__OBJECTIVE__: Render the listing below as a JSON list of strings, one string per line, leaving out any blank lines.

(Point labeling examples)
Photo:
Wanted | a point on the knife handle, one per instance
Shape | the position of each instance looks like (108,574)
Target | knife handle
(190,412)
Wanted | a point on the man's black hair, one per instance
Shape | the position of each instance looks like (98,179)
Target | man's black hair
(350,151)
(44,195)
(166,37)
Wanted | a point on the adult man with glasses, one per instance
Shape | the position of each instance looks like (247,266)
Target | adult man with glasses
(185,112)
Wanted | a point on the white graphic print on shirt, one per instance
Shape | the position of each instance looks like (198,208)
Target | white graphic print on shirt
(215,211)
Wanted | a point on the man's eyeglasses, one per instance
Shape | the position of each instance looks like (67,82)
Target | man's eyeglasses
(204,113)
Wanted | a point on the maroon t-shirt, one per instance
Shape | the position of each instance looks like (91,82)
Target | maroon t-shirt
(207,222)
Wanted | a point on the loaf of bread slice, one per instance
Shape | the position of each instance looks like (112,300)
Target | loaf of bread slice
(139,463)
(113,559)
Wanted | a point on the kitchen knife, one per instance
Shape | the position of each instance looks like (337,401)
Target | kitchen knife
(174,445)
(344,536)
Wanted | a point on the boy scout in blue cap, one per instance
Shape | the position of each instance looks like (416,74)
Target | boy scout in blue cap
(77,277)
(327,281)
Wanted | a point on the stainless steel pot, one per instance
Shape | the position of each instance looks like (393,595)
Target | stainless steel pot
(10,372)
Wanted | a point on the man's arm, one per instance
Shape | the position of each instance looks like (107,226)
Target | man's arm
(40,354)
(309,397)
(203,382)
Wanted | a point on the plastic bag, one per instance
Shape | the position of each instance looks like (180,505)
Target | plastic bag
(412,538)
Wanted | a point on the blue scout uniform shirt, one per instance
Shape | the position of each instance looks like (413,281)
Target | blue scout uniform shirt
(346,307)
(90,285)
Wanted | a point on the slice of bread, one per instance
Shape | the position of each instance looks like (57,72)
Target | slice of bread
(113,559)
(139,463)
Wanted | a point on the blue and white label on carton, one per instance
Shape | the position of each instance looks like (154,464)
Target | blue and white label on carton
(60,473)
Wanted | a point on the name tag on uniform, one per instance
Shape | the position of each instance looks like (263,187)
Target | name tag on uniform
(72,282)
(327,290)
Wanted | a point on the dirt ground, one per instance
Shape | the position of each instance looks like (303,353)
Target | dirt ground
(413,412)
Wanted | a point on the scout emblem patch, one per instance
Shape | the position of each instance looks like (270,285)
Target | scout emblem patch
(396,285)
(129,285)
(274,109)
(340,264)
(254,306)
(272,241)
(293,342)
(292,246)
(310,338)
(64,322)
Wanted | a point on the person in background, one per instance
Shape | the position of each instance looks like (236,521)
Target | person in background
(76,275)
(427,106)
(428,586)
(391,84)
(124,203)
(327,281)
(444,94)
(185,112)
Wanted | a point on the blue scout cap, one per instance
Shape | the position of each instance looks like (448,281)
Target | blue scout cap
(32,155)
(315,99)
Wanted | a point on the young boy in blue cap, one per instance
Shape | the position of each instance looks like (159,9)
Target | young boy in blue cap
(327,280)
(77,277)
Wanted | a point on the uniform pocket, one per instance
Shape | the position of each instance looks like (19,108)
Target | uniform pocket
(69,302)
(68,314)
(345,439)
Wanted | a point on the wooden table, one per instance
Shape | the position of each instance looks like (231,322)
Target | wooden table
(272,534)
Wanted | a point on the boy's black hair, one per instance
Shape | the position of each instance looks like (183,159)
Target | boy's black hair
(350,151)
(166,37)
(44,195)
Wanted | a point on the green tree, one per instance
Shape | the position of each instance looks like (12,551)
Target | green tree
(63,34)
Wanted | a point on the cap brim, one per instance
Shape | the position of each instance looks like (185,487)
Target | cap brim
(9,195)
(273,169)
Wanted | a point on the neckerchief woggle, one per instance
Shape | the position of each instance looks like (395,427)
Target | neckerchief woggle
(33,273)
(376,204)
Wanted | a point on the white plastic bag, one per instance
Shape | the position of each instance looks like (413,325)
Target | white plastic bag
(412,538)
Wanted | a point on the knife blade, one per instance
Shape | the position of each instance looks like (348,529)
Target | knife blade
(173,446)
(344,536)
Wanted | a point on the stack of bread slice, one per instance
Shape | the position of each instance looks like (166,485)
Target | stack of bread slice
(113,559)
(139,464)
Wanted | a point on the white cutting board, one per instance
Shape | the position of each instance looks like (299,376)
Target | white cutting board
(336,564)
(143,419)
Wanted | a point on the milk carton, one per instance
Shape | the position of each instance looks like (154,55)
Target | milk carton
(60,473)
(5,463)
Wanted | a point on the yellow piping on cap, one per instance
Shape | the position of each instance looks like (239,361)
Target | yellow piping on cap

__THE ANSWER__:
[
  "Photo:",
  "Wanted | a point on the knife handle, one per instance",
  "Shape | the position of each instance looks like (108,574)",
  "Target | knife handle",
  "(190,412)",
  "Wanted | a point on the man's black hair, one per instance",
  "Shape | the position of each instance looks like (98,179)",
  "Target | man's black hair",
  "(350,151)",
  "(44,195)",
  "(166,37)",
  "Wanted | a point on the adult man with glasses, one per instance",
  "Shape | the position of each instance looks like (247,266)",
  "Target | adult man with glasses",
  "(185,112)",
  "Wanted | a point on the white graphic print on shirt, one per instance",
  "Shape | the position of each instance looks like (198,208)",
  "Target | white graphic print on shirt",
  "(215,211)",
  "Wanted | a point on the man's eyeglasses, one per instance",
  "Shape | the position of each instance looks like (67,82)",
  "Target | man's eyeglasses",
  "(204,113)",
  "Wanted | a point on the maroon t-shirt, one per instance",
  "Shape | the position of each instance looks like (91,82)",
  "Target | maroon t-shirt",
  "(207,222)",
  "Wanted | a point on the loaf of bread slice, one per instance",
  "Shape | the position of each instance looks like (112,300)",
  "Target | loaf of bread slice",
  "(139,463)",
  "(113,559)",
  "Wanted | a point on the kitchen knife, one per instance",
  "Shape | the position of each instance looks like (337,401)",
  "Target | kitchen knife",
  "(174,445)",
  "(344,536)",
  "Wanted | a point on the boy scout in blue cap, one per instance",
  "Shape | the position of each instance looks like (416,74)",
  "Target | boy scout in blue cap",
  "(77,277)",
  "(327,281)",
  "Wanted | a point on the stainless steel pot, one per instance",
  "Shape | the position of each instance looks like (393,595)",
  "Target | stainless steel pot",
  "(10,372)",
  "Wanted | a point on the man's arm, one per instance",
  "Shape | the position of each instance looks like (107,226)",
  "Target | man's arm",
  "(40,354)",
  "(309,397)",
  "(203,382)",
  "Wanted | a point on the plastic bag, one per instance",
  "Shape | the position of each instance looks like (180,505)",
  "Target | plastic bag",
  "(412,538)",
  "Wanted | a point on the blue scout uniform shirt, one per instance",
  "Shape | the position of each instance looks like (413,281)",
  "Target | blue scout uniform shirt",
  "(346,307)",
  "(90,285)",
  "Wanted | a point on the slice of bread, one per instance",
  "Shape | the position of each instance looks like (57,72)",
  "Target | slice of bread",
  "(113,559)",
  "(139,463)",
  "Wanted | a point on the blue and white label on carton, one per instance",
  "Shape | the position of each instance looks like (154,464)",
  "Target | blue and white label on carton",
  "(60,473)",
  "Wanted | a point on the name tag on uniform, one per instance",
  "Shape | the position of each instance looks like (263,187)",
  "Target | name tag on uniform",
  "(72,282)",
  "(327,290)",
  "Wanted | a point on the dirt ground, one per instance",
  "Shape | the position of each instance looks like (303,353)",
  "Target | dirt ground",
  "(413,412)",
  "Wanted | a point on the scout emblem patch, one per instance",
  "Shape | the position of each instance looks like (270,285)",
  "Target | scout emblem patch",
  "(396,285)",
  "(129,285)",
  "(274,109)",
  "(340,264)",
  "(254,306)",
  "(272,241)",
  "(293,342)",
  "(292,246)",
  "(310,338)",
  "(64,322)",
  "Wanted | a point on the person in background, one per instance",
  "Shape | the position of each instance looks like (236,521)",
  "Target | person in background",
  "(76,275)",
  "(427,106)",
  "(428,586)",
  "(391,84)",
  "(124,203)",
  "(327,281)",
  "(444,94)",
  "(185,112)",
  "Wanted | a point on the blue scout cap, one per instance",
  "Shape | the position of each instance looks like (448,281)",
  "Target | blue scout cap",
  "(32,155)",
  "(315,99)",
  "Wanted | a point on the young boy in blue cap, one per instance",
  "Shape | the position of each instance looks like (159,9)",
  "Target | young boy in blue cap",
  "(327,280)",
  "(77,277)",
  "Wanted | a point on the uniform pocket, one per instance",
  "Shape | the position of each instance looks like (19,108)",
  "Target | uniform pocket",
  "(69,302)",
  "(68,314)",
  "(345,439)",
  "Wanted | a point on the wooden table, one per instance",
  "Shape | the position of each instance looks like (231,322)",
  "Target | wooden table",
  "(272,534)",
  "Wanted | a point on the boy's black hair, one per instance",
  "Shape | the position of each instance looks like (183,159)",
  "Target | boy's black hair",
  "(350,151)",
  "(166,37)",
  "(44,195)",
  "Wanted | a point on the green tree, one per instance",
  "Shape | the position of each instance looks like (12,551)",
  "Target | green tree",
  "(63,34)",
  "Wanted | a point on the cap brim, one per instance",
  "Shape | the position of each instance looks like (185,487)",
  "Target | cap brim",
  "(9,195)",
  "(273,169)",
  "Wanted | a point on the neckerchief woggle, one per instance",
  "Shape | the position of each instance looks like (395,427)",
  "Target | neckerchief woggle",
  "(33,273)",
  "(376,204)",
  "Wanted | a point on the white plastic bag, one per instance",
  "Shape | the position of each instance looks like (413,325)",
  "Target | white plastic bag",
  "(412,538)",
  "Wanted | a point on the knife blade, one per instance",
  "Shape | the position of each instance looks like (348,529)",
  "Target | knife blade",
  "(173,446)",
  "(344,536)",
  "Wanted | a point on the stack of bread slice, one per instance",
  "Shape | the position of each instance looks like (166,485)",
  "Target | stack of bread slice",
  "(113,559)",
  "(139,464)",
  "Wanted | a point on the white cutting board, one per instance",
  "Shape | the position of each instance looks like (299,376)",
  "Target | white cutting board",
  "(336,564)",
  "(143,419)",
  "Wanted | a point on the milk carton, one per instance",
  "Shape | the position of each instance looks like (154,55)",
  "Target | milk carton",
  "(60,473)",
  "(5,463)",
  "Wanted | a point on the yellow piping on cap, one per instance",
  "Shape | the position of each instance looks like (239,361)",
  "Target | yellow piping on cap"
]